A contrario, dans les nouveaux Länder où les entreprises ne sont pas toutes affiliées à des organisations patronales, les jeunes éprouvent davantage de difficultés à trouver des places d'apprentissage. « Certaines sociétés hésitent à accorder des heures à leurs salariés pour qu'ils servent de tuteurs. Elles renâclent aussi à envoyer les jeunes une journée par semaine en formation. Résultat, les partenariats fonctionnent beaucoup moins bien », poursuit le directeur du WZB. Reste que le fonctionnement actuel des contrats de qualification français, censés être une transposition de l'apprentissage allemand, suscite des réserves. « Dans ce cadre, les jeunes préparent des diplômes de l'Éducation nationale et occupent parallèlement des postes définis par les chefs d'entreprise, de façon unilatérale. Beaucoup ont un niveau tel qu'ils n'ont aucune raison d'être considérés comme en formation. Des dérives semblables seraient in imaginables en Allemagne. Les postes, les salaires et le conte nu de la formation seraient globalement négociés par les partenaires », explique Florence Lefresne.

#### ENREGISTREMENTS FOURNIS:
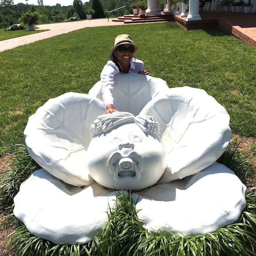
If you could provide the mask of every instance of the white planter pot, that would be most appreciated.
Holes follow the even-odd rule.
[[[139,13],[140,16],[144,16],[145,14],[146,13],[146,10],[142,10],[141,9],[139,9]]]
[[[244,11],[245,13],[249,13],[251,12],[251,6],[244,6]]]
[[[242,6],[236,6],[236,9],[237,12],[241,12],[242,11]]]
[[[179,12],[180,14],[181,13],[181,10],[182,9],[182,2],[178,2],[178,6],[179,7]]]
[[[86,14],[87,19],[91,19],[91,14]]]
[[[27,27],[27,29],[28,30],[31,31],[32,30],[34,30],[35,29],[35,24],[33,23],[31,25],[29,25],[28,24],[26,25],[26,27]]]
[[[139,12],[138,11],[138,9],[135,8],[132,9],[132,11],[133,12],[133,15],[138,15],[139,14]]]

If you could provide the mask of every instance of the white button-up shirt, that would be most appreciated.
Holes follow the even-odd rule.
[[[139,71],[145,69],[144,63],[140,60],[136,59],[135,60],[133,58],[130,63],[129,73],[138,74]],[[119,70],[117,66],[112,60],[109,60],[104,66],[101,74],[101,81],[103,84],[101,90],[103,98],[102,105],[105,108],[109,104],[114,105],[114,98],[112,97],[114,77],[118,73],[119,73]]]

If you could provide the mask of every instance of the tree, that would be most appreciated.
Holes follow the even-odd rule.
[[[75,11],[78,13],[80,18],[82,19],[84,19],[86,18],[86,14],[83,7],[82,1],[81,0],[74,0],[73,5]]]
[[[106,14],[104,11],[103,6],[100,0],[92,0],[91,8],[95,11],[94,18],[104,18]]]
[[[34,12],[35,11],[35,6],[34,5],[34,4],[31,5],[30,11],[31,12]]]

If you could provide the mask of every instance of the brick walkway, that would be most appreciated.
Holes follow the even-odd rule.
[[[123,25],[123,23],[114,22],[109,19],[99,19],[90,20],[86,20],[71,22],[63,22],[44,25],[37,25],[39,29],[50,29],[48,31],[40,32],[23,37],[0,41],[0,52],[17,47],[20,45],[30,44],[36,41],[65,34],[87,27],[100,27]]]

--

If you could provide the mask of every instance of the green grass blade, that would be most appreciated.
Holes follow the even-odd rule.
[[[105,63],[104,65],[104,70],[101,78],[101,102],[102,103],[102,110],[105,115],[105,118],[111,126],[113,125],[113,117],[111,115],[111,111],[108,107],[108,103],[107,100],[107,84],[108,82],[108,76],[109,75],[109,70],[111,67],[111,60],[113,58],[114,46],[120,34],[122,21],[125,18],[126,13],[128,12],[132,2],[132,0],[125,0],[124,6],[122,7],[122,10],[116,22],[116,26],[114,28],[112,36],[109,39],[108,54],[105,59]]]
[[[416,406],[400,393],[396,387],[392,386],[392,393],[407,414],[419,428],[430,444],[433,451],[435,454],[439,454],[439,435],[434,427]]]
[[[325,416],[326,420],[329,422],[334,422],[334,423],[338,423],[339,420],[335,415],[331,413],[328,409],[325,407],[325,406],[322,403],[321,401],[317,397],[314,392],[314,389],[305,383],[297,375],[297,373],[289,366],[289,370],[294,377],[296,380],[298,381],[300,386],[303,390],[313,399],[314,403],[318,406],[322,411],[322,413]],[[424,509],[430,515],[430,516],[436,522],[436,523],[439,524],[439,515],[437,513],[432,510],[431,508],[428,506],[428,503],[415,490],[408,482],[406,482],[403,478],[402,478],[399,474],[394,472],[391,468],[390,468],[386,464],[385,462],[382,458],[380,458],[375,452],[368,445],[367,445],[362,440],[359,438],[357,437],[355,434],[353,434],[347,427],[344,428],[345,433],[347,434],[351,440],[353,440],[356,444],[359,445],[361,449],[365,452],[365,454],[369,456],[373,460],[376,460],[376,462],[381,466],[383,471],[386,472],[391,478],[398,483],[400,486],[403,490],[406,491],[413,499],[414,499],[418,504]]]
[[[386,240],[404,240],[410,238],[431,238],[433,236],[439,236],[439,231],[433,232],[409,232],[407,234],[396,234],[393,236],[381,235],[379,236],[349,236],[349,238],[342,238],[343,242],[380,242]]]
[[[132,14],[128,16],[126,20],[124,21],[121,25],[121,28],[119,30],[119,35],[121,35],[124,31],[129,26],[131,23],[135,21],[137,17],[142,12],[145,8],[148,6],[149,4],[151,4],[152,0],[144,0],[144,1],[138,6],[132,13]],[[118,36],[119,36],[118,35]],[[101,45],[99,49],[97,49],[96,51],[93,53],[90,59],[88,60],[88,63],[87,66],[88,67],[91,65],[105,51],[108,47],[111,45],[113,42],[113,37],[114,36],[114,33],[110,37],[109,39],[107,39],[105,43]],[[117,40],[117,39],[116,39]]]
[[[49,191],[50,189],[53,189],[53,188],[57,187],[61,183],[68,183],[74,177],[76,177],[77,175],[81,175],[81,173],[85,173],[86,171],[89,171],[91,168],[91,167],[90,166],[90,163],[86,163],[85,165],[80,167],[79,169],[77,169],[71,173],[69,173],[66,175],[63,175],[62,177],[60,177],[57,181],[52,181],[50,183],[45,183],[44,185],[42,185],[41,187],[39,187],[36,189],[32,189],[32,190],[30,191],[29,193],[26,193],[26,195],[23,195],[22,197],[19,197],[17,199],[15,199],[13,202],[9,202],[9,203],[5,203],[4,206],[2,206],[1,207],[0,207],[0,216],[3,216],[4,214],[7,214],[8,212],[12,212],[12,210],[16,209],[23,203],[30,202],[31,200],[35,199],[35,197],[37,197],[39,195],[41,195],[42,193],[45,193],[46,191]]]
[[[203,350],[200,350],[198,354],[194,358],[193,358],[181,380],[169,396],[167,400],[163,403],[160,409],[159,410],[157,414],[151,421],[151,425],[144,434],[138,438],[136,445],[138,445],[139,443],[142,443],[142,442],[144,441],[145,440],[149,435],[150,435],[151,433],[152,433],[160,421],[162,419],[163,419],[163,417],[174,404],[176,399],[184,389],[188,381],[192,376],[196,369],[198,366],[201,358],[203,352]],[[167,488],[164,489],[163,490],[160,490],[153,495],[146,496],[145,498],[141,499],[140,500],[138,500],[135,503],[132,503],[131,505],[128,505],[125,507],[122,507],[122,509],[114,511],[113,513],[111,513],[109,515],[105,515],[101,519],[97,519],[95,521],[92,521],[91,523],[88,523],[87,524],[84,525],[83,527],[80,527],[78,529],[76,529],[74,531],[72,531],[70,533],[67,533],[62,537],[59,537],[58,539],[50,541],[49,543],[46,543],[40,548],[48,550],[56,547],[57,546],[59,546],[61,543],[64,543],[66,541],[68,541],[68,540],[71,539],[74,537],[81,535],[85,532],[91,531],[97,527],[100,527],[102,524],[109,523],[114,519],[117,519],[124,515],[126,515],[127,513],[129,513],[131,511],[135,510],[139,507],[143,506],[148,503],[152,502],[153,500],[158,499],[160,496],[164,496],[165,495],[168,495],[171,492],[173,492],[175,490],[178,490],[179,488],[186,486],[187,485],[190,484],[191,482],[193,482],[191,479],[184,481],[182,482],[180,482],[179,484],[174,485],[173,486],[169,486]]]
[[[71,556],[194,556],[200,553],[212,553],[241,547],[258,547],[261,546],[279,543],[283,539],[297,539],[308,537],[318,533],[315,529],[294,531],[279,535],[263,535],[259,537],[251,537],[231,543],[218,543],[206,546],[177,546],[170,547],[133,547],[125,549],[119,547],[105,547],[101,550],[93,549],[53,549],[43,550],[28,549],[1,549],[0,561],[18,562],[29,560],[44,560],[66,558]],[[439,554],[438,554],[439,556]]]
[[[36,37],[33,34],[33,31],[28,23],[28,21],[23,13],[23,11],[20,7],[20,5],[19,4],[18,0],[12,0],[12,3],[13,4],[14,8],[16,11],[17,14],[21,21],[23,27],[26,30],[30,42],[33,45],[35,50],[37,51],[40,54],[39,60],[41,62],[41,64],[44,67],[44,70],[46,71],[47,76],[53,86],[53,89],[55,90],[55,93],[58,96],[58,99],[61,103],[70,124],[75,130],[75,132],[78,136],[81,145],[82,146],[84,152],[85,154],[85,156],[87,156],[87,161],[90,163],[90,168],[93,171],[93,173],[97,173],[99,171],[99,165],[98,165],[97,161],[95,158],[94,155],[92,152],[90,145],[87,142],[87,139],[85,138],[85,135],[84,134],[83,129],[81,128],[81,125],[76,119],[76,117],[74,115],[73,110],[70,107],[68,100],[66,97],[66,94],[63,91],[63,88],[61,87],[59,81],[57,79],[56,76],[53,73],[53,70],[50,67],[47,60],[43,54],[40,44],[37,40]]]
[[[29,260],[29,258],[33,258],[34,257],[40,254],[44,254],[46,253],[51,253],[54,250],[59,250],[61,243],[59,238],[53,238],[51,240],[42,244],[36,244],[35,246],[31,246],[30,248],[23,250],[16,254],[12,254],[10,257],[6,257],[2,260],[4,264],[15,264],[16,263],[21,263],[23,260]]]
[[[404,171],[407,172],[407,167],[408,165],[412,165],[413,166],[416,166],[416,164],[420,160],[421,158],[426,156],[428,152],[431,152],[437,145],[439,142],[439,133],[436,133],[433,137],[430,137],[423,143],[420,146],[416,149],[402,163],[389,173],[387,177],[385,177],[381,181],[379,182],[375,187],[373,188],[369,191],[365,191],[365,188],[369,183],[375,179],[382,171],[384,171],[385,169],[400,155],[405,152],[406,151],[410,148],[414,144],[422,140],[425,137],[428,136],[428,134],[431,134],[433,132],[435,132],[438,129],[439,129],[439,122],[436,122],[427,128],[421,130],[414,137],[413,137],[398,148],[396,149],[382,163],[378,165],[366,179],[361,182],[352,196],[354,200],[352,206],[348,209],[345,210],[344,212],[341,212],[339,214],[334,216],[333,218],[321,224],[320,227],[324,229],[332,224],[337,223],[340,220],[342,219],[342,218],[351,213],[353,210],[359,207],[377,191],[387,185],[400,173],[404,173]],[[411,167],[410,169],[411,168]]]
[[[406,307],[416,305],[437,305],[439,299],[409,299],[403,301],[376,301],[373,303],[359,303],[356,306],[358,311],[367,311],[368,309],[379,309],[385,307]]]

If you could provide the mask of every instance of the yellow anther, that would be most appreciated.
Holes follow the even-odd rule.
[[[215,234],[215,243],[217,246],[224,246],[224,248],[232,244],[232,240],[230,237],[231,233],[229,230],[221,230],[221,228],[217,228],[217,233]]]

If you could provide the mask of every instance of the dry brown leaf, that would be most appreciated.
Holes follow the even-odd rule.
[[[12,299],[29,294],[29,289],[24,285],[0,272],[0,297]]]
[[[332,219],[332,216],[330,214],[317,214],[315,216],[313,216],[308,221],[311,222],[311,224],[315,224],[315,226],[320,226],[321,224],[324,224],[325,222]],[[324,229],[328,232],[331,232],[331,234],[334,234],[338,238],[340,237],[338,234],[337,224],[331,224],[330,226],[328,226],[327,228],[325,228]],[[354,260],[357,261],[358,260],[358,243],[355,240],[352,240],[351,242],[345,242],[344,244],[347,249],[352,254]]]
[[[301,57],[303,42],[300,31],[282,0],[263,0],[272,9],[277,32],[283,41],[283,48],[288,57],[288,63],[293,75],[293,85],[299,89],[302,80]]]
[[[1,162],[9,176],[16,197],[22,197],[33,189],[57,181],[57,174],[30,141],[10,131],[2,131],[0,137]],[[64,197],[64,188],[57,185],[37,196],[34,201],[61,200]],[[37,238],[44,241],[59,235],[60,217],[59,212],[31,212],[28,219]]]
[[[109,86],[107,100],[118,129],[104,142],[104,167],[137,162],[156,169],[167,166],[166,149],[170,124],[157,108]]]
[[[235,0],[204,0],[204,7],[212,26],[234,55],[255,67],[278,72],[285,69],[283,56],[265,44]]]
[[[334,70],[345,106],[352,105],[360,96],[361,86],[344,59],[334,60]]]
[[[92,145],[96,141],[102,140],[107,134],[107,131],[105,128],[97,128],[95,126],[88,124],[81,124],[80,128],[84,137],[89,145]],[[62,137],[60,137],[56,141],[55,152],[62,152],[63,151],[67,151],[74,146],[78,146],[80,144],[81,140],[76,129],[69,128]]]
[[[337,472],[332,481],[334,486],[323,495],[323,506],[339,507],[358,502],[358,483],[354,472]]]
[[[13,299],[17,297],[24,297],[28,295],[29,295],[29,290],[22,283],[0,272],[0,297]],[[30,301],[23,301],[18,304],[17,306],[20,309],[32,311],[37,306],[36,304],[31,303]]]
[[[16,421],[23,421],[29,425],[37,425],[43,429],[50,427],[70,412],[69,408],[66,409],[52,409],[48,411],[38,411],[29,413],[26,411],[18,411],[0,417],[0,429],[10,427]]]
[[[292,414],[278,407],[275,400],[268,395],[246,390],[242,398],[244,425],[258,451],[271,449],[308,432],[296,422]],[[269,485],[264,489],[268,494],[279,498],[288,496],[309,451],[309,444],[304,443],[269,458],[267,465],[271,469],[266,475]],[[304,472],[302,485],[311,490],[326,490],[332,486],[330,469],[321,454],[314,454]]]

#### CONSIGNE:
Donnez la suite du texte sur l'apprentissage en Allemagne et en France, en commençant juste après sa dernière phrase. Les enregistrements ne servent à rien ici.

#### RÉSULTAT:
Le meilleur exemple de régulation est celui des centres d'appels. « Au commencement, il n'y avait pas d'apprentissage pour ces métiers. Un Land a donné l'exemple. Des formations ont été mises en place afin de professionnaliser l'activité et d'offrir des perspectives de carrière. Maintenant, les accords ont été étendus aux autres régions », indique Klaus Schömann

Italie : favoriser la mobilité

Alors que dans le sud de l'Italie le chômage concerne plus du quart de la population active, le nord de la Péninsule, en forte croissance, se trouve actuellement dans une situation proche du plein-emploi. Dans certaines professions, la pénurie de main-d'œuvre menace. Certains industriels renoncent à des commandes faute de personnel qualifié.

C'est pour résorber ce déséquilibre, profondément ancré dans l'histoire italienne, mais à un niveau alarmant et politiquement à haut risque, que le gouvernement a fait passer en janvier 1998 une loi-cadre favorisant la mobilité régionale des jeunes.

Depuis, les jeunes Italiens au chômage dans le sud du pays peuvent recevoir un financement afin de se loger s'ils partent se former ou chercher un emploi au nord, dans le cadre du plan national d'insertion professionnelle.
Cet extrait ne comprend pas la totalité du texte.